**EXERCISE PROMPT:**
Please find every line in the items below that contains the word "door" and copy each of those lines.
**** STORED RECORDS ****
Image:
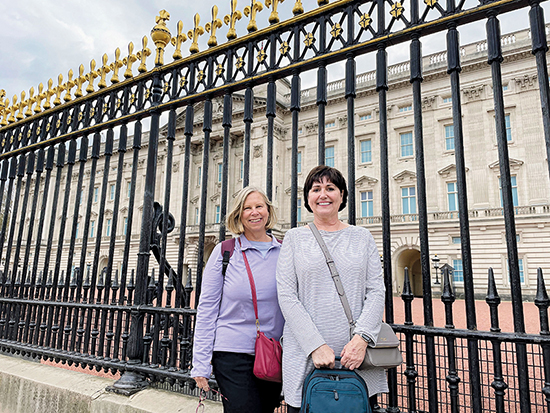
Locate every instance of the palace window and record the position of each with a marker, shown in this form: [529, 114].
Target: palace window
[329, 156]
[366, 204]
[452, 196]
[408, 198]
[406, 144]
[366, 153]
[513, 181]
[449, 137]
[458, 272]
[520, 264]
****
**** STORED RECORDS ****
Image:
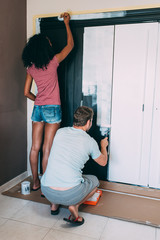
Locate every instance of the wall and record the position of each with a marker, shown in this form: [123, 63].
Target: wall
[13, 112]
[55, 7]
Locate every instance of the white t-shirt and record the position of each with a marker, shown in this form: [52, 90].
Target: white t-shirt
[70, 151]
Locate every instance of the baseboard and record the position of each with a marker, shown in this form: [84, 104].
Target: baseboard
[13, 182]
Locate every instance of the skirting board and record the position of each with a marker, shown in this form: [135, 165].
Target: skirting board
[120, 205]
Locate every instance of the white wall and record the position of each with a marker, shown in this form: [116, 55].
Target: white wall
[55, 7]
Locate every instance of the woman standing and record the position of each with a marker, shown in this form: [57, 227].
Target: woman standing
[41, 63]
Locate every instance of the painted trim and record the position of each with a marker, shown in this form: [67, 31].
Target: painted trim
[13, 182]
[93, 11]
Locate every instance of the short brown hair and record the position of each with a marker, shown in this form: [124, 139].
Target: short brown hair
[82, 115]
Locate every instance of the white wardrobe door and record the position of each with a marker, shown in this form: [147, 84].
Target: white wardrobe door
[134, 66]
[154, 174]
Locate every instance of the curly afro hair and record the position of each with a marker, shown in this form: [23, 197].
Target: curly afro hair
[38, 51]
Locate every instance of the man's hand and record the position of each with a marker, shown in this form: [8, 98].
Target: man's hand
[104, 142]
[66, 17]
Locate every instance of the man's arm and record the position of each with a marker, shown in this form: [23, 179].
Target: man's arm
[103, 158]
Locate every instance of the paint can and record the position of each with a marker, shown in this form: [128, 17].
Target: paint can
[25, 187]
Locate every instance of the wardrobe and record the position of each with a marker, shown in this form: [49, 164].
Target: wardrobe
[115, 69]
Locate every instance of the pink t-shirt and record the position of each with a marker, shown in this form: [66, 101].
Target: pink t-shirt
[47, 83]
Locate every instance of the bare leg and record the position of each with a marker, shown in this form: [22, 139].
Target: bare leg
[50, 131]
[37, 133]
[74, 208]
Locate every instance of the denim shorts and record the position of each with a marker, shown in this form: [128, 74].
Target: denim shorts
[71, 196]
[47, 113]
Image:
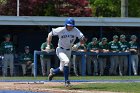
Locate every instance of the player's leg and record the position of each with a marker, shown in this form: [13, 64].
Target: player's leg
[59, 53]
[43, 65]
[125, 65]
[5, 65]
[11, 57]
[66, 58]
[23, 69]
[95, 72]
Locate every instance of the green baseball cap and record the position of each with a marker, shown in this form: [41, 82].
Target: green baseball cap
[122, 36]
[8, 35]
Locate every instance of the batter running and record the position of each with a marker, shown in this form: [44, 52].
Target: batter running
****
**** STORED RECORDS ****
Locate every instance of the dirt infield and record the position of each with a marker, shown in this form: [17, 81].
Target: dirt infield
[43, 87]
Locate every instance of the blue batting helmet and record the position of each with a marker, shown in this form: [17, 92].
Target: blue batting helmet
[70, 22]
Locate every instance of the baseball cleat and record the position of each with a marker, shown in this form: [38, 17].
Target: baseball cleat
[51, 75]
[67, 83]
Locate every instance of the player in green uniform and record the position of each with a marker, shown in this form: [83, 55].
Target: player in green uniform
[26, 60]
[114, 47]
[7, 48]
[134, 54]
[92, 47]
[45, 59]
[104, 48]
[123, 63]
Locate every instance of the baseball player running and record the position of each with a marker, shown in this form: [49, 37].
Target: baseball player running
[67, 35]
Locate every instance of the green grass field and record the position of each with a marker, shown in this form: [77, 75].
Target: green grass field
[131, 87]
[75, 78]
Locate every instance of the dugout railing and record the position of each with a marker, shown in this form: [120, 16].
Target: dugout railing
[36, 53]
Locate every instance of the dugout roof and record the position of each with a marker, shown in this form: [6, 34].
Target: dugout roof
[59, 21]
****
**ANSWER BELOW:**
Locate every instance of the white wardrobe door and record the position of each with a marker, shown in this form: [147, 84].
Target: white wardrobe door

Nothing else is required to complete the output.